## START DATA LINES

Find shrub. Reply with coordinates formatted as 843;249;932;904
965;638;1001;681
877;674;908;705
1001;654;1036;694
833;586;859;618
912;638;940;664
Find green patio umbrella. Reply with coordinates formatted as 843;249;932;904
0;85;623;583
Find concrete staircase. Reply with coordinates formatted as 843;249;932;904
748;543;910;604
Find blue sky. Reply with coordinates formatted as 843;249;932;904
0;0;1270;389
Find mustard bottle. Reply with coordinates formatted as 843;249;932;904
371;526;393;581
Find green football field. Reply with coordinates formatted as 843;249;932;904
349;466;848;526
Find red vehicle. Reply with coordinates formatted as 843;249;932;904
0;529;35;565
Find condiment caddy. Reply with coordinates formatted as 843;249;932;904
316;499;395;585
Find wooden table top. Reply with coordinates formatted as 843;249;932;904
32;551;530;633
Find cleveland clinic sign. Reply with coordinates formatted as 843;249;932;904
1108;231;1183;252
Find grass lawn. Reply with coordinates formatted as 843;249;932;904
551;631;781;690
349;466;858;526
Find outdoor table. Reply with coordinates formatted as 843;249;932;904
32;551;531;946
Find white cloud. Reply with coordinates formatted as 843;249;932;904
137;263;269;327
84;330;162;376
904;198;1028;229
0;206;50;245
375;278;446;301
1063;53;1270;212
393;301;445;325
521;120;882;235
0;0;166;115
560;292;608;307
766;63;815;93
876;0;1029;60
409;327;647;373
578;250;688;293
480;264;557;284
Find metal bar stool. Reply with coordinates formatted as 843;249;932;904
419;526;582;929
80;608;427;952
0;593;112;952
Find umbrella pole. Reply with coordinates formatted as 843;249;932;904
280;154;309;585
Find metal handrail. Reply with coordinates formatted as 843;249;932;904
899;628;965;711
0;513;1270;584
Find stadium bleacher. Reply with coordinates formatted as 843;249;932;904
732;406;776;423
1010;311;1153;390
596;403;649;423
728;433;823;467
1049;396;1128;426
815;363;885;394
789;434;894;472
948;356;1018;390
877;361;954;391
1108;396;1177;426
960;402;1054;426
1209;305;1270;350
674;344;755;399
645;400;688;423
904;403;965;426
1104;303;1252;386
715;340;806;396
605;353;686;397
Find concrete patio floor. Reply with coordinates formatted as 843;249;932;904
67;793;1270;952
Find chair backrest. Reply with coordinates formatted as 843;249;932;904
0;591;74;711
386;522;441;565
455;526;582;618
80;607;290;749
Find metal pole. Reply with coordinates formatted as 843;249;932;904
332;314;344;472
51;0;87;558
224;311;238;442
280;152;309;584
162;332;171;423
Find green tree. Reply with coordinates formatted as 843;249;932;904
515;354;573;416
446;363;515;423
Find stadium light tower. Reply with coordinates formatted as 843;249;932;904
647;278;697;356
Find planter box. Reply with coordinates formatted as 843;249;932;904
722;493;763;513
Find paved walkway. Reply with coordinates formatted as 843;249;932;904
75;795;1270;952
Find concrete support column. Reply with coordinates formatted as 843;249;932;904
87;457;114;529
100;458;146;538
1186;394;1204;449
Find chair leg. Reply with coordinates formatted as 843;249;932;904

## END DATA LINES

#### [WHAT NEEDS TO BE DONE]
Copy all of the lines above word for word, with no changes.

#### [SOLVED PROBLEM]
Find shrub. Reply with coordinates formatted as 843;249;932;904
965;638;1001;681
877;674;908;705
1001;654;1036;694
833;586;859;618
912;638;940;664
Find green patio umbrella. Reply with coordinates formatted as 843;249;932;904
0;85;623;583
Find concrete staircase. Reply with coordinates formatted as 843;249;932;904
748;543;910;604
Find blue sky. Reply with coordinates formatted as 843;249;932;904
0;0;1270;389
Find mustard bottle. Reply with coordinates formatted as 843;249;932;904
371;526;393;581
Find green football field. Reply with coordinates formatted as 843;249;932;904
349;466;848;526
Find red vehicle. Reply with coordinates formatted as 843;249;932;904
0;529;35;565
Find condiment caddy. Reply with coordinates formatted as 843;249;932;904
316;499;395;585
Find wooden table top. Reply with coordinates formatted as 843;249;932;904
32;551;530;633
Find cleveland clinic sign. Reply with coordinates formatted as 843;249;932;904
1108;231;1183;252
Find grass lawn. Reply with coordinates formatted as 843;249;932;904
551;631;781;690
349;466;858;526
Find outdoor table. Reply with coordinates formatted as 843;249;932;904
32;551;531;946
Find white cloud. Reply with coordinates formatted as 843;249;932;904
137;263;269;327
84;330;162;376
904;198;1028;229
0;206;50;245
375;278;446;301
1063;53;1270;212
393;301;445;325
521;120;882;235
0;0;166;115
560;292;608;307
766;63;815;93
876;0;1029;60
409;327;647;373
578;250;688;293
480;264;557;284
Find metal bar stool. Reply with coordinates formatted as 843;249;932;904
419;526;582;929
80;608;427;952
0;593;112;952
Find umbrella pole. Reply with coordinates formatted as 843;249;932;904
280;154;309;585
Find metal handrail. Reply with coordinates formatted as 843;249;932;904
899;628;965;711
0;513;1270;584
Find stadium bleacher. Reply with coordinates formatted as 843;249;932;904
732;406;776;423
1010;311;1153;390
596;403;649;423
728;433;823;467
1049;396;1128;426
815;363;885;394
789;434;894;472
948;356;1018;390
877;361;954;391
1108;396;1177;426
960;402;1054;426
1209;305;1270;350
674;344;755;399
645;400;688;423
904;403;965;426
1104;303;1252;386
715;340;806;396
605;353;686;397
Find concrete patio floor. Reply with coordinates formatted as 843;249;932;904
67;793;1270;952
Find chair backrest. Reply with coordinates formatted as 843;249;932;904
0;591;74;711
386;522;441;565
455;526;582;618
80;607;290;749
Find metal pole. Reply with coordinates formatted as 843;249;932;904
332;314;344;472
51;0;87;558
224;311;238;442
280;152;309;584
162;332;171;423
Find green tree. Reply with coordinates formatted as 843;249;932;904
515;354;573;416
446;363;515;423
Find stadium light tower. Reply with coordinates formatted as 843;249;932;904
647;278;697;356
Find planter box. Reply with coordinates formatted as 843;249;932;904
722;493;763;513
Find paved walkway. Reply with coordinates formatted as 843;249;932;904
75;795;1270;952
Find concrete support column. Reply with coordinates formatted as 843;249;932;904
87;457;114;529
100;458;146;538
1186;394;1204;449
Find chair leg. Reply with coordinates formatted as 843;249;932;904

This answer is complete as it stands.